What you will do:
Copy out exactly the stretch of the listing below that begins at the line containing "of the yellow" and ends at the line containing "of the african", and copy nothing outside it.

Records for the task:
§

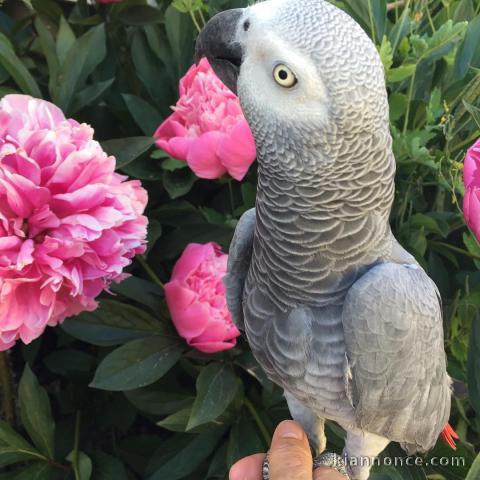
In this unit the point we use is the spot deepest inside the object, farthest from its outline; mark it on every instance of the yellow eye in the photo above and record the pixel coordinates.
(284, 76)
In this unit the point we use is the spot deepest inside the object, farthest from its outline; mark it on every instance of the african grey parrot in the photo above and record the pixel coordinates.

§

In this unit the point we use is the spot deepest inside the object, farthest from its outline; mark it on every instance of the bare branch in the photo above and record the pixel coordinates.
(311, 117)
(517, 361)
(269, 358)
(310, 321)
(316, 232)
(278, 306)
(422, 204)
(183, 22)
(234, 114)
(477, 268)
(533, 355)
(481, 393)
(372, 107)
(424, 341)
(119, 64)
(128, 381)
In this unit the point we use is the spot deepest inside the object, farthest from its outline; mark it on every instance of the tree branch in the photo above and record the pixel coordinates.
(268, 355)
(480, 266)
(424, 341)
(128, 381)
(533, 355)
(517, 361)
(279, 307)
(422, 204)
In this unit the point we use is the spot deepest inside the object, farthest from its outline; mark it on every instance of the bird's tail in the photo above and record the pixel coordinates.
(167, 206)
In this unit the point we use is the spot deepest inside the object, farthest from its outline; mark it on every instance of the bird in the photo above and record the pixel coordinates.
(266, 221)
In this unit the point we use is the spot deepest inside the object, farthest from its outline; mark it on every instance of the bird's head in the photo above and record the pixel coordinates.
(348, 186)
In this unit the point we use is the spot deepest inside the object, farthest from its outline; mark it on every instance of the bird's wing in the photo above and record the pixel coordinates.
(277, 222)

§

Solved problem:
In this unit the point we use is the spot deepest inside the object, farthest from its outline; mark it on every instance of the yellow eye in the photo above and record the pixel coordinates.
(284, 76)
In this unit the point we use is the spot deepest inside the object, farthest from its outline; mark it on every instance of the african grey parrot in the photo above and record the pixel coordinates.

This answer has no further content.